__Supplied information__.
'''

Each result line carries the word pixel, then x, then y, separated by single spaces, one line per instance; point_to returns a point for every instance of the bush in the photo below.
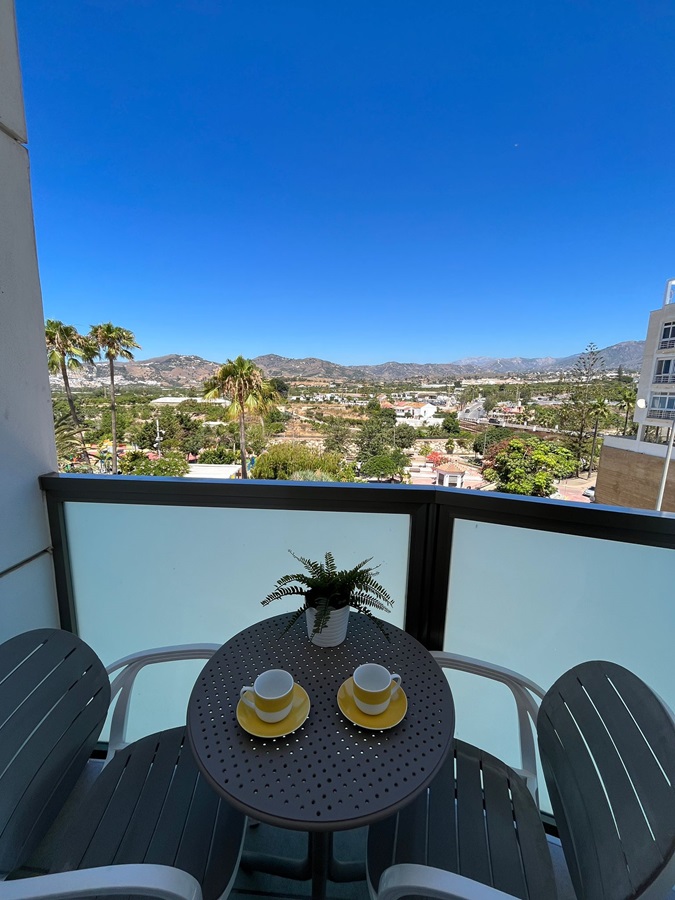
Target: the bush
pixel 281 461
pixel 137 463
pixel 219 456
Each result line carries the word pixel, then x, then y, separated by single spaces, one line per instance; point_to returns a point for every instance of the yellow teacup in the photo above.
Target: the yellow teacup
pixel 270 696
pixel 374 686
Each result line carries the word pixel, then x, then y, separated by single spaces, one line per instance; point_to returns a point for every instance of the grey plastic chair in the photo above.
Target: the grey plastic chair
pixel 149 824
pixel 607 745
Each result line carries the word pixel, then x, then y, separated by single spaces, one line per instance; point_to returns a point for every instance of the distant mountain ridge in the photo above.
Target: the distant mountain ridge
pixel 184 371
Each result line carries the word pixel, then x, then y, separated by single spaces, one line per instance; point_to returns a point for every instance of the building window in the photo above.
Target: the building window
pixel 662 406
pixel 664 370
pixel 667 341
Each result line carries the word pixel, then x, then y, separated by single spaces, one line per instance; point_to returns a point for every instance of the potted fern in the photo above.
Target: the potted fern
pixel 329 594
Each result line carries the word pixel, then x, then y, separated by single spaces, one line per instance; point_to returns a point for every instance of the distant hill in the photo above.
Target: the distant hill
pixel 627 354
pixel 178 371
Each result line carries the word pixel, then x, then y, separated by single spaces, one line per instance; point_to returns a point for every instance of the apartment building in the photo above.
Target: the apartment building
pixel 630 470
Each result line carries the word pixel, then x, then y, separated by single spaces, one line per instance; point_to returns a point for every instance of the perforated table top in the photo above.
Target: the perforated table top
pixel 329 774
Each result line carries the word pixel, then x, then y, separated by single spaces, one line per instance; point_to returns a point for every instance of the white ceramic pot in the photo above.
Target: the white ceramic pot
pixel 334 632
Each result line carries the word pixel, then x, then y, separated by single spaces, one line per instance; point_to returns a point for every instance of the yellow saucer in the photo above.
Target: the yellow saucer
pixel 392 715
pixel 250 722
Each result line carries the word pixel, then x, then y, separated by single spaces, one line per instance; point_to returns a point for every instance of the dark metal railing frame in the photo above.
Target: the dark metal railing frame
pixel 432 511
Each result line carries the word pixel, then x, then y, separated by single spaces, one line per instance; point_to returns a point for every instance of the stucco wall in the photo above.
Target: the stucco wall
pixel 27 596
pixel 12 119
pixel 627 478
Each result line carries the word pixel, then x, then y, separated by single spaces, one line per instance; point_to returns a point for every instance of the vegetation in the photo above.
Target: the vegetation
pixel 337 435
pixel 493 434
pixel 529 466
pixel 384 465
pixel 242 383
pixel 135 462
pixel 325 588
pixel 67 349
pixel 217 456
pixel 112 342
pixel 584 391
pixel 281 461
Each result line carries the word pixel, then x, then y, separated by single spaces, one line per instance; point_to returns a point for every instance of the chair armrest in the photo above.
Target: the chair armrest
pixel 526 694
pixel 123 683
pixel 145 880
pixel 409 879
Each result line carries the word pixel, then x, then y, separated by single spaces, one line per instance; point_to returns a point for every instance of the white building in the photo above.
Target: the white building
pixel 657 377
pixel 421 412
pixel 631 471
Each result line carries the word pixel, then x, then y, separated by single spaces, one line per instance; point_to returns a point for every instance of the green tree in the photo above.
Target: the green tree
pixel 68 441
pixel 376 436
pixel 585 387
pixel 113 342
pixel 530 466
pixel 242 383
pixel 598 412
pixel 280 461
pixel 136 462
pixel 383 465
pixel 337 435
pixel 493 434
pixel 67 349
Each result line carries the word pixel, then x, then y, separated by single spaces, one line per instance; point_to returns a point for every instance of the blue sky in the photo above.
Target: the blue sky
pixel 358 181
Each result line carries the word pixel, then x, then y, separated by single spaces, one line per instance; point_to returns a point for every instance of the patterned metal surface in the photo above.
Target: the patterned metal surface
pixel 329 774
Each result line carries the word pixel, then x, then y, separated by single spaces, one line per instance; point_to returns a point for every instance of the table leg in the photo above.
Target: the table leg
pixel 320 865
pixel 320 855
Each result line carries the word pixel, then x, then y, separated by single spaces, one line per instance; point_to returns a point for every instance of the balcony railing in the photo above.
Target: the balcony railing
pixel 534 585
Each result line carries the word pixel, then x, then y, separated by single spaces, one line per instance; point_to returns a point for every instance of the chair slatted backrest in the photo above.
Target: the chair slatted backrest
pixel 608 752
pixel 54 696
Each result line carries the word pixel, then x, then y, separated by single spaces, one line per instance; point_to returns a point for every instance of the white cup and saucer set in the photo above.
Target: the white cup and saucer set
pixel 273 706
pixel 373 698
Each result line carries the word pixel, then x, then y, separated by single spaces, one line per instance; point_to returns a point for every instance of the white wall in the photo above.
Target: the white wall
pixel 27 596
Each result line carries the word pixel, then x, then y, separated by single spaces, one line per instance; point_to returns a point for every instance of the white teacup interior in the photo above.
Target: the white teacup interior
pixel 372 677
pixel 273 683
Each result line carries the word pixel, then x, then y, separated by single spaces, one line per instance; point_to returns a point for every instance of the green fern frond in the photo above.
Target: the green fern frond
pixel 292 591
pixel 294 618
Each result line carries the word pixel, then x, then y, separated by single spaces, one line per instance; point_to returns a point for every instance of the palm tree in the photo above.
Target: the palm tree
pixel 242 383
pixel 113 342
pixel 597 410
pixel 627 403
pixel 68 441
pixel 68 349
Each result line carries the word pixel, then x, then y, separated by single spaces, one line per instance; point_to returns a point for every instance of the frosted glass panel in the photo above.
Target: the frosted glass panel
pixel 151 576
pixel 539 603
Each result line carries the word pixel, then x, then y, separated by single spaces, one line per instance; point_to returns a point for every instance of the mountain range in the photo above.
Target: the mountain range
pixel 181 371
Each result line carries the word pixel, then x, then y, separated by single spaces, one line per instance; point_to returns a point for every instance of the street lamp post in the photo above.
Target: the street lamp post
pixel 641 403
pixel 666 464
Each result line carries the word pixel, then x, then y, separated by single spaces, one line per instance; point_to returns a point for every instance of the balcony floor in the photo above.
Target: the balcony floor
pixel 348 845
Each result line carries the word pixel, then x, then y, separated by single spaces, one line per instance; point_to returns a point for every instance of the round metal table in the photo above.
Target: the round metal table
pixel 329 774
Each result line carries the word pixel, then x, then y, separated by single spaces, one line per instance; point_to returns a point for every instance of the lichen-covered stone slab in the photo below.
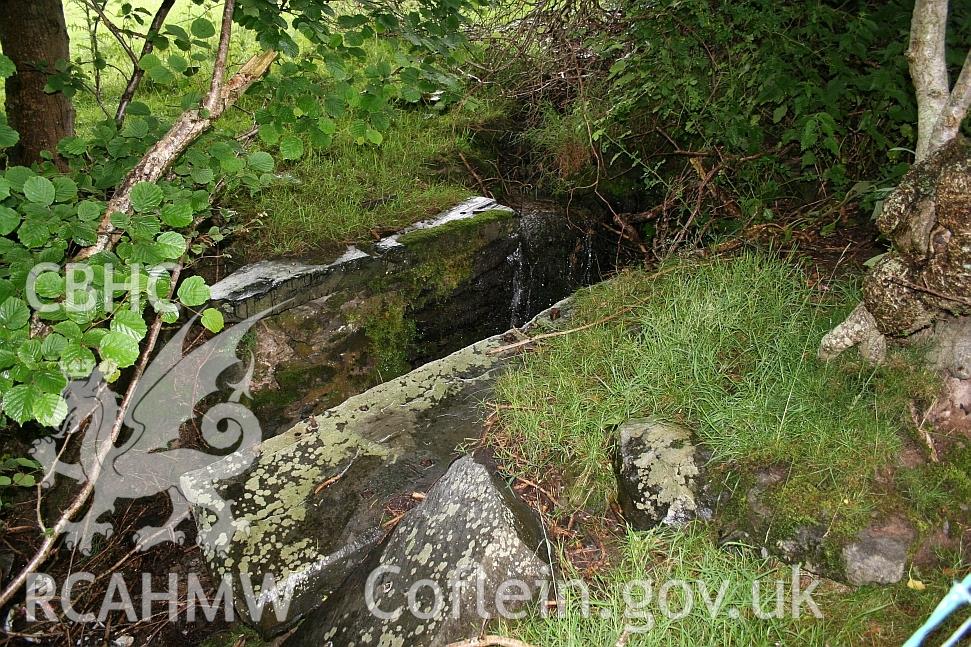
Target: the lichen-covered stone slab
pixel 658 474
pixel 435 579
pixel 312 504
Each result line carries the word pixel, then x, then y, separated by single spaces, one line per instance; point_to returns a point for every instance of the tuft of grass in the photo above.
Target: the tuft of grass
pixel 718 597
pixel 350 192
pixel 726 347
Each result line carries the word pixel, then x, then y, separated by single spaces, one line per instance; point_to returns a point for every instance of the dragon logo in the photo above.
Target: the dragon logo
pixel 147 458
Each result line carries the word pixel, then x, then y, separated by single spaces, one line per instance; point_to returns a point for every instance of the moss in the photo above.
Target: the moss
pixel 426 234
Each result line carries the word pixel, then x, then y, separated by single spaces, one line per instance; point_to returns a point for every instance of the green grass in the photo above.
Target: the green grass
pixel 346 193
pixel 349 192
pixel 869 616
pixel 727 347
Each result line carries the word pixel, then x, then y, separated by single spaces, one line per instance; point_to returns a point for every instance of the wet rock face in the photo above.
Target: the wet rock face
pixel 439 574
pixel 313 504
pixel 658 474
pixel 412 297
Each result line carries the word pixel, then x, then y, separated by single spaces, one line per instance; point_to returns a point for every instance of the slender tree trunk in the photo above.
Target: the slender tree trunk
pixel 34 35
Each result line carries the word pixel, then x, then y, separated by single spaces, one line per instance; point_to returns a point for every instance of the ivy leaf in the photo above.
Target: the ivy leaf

'''
'''

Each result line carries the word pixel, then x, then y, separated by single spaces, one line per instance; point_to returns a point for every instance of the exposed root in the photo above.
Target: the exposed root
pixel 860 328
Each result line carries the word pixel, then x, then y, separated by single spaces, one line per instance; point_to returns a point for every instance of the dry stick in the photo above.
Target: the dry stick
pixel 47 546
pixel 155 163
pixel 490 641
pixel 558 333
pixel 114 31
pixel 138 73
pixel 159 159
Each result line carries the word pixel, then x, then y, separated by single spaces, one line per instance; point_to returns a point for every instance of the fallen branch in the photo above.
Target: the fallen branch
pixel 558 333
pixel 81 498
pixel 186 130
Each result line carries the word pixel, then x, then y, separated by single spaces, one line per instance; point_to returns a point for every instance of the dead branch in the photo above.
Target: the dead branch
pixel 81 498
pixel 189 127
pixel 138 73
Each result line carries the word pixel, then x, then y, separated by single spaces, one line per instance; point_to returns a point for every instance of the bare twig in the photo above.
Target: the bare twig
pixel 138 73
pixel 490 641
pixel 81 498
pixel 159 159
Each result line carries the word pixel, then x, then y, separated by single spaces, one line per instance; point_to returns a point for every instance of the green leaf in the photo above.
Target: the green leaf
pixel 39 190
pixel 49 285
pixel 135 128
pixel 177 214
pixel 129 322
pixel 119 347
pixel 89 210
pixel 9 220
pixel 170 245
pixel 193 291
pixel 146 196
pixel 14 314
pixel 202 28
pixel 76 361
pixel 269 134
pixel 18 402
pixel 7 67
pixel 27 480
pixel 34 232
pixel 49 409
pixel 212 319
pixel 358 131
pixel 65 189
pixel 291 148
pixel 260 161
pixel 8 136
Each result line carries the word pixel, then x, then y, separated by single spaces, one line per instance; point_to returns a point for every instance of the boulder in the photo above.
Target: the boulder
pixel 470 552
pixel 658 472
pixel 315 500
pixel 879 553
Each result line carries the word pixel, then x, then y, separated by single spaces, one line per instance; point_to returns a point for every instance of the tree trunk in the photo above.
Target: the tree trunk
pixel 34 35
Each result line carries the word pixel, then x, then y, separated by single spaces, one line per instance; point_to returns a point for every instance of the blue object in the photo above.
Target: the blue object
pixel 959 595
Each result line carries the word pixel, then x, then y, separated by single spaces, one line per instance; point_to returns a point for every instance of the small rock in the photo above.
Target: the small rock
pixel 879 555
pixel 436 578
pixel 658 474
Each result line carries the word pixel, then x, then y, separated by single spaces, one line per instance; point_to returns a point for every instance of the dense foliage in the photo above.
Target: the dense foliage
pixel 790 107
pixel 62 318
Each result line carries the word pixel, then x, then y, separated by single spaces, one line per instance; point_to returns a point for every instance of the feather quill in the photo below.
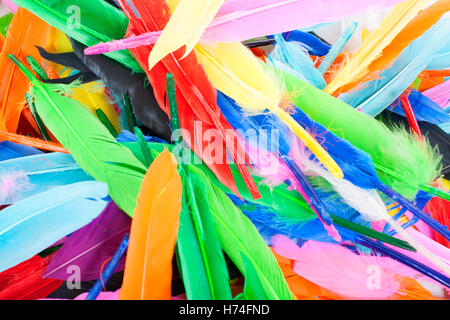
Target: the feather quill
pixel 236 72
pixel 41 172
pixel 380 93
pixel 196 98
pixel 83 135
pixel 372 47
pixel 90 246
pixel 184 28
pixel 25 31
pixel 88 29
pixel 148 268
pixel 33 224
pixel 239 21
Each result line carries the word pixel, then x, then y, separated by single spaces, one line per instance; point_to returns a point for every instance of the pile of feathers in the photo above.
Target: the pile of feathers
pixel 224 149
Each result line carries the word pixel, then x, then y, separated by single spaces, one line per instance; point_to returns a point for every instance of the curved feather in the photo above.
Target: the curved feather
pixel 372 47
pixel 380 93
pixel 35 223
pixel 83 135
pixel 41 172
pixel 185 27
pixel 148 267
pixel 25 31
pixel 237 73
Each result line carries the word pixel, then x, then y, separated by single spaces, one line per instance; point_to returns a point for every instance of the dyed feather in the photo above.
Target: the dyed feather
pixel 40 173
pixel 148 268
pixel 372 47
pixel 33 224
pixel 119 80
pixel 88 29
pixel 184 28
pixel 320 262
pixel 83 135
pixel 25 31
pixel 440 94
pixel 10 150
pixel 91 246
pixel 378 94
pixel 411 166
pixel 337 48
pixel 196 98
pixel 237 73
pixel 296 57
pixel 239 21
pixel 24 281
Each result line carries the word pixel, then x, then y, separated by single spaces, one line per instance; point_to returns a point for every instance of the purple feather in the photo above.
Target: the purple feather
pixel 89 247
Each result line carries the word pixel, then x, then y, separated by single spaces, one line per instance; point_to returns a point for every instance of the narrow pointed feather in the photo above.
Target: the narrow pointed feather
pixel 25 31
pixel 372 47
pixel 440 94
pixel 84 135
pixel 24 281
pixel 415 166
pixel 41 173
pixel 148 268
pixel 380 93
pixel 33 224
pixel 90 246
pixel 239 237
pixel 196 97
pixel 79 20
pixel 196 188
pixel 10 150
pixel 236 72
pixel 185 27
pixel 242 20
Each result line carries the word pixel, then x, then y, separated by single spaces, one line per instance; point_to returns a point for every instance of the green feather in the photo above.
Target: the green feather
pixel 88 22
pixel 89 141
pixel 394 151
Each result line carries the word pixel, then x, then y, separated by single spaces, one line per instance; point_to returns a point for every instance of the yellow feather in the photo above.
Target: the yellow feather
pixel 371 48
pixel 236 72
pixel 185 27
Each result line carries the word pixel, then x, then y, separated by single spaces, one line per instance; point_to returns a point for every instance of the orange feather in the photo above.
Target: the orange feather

'''
'''

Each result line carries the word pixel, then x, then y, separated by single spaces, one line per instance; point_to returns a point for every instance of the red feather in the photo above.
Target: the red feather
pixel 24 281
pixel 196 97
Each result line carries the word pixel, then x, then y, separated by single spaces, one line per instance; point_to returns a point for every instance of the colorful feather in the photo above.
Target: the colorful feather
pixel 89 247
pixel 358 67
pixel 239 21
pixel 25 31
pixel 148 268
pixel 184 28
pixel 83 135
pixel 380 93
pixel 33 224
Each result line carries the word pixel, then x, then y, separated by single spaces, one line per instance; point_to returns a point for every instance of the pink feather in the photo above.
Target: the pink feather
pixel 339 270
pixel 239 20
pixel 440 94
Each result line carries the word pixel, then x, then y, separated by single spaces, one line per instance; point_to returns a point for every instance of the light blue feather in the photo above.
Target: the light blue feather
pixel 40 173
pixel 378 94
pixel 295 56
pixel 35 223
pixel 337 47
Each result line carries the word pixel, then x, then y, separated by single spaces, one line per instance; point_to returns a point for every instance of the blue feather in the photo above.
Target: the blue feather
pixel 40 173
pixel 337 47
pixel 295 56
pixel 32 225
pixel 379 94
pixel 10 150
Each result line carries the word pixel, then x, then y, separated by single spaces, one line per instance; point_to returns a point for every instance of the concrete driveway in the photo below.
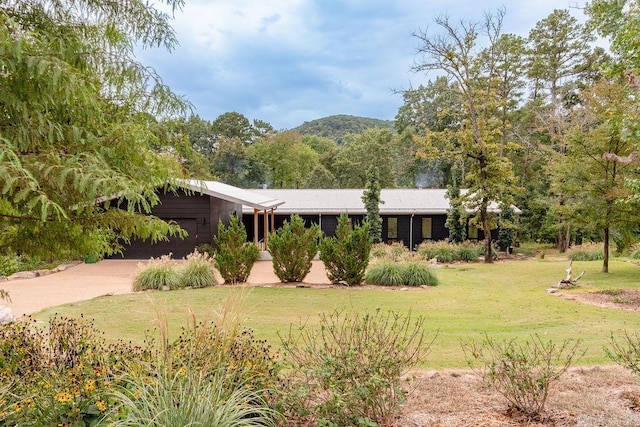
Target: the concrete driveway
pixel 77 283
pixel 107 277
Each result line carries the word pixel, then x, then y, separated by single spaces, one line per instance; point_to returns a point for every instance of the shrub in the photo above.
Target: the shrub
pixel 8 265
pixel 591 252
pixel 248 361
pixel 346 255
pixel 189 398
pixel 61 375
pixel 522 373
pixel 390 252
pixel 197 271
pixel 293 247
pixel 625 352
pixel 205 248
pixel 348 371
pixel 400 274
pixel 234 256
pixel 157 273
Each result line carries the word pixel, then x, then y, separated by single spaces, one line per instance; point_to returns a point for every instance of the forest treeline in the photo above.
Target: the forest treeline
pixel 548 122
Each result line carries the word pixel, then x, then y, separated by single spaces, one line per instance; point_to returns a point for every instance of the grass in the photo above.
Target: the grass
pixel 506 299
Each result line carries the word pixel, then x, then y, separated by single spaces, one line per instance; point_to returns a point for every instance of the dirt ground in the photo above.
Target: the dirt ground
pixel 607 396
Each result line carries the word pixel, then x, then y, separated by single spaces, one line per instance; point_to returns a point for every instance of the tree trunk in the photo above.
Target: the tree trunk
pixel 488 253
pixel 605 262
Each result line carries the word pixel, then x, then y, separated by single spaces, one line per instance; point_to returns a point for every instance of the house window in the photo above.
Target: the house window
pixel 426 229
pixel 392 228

'''

__Your instructions__.
Wherever the string "orange" appears in the data above, copy the line it sits in.

__Output of the task__.
Each result line carries the word pixel, then x, then y, separated by single spaces, one line per instance; point_to returns a point for every instance of the orange feather in the photo above.
Target: the orange feather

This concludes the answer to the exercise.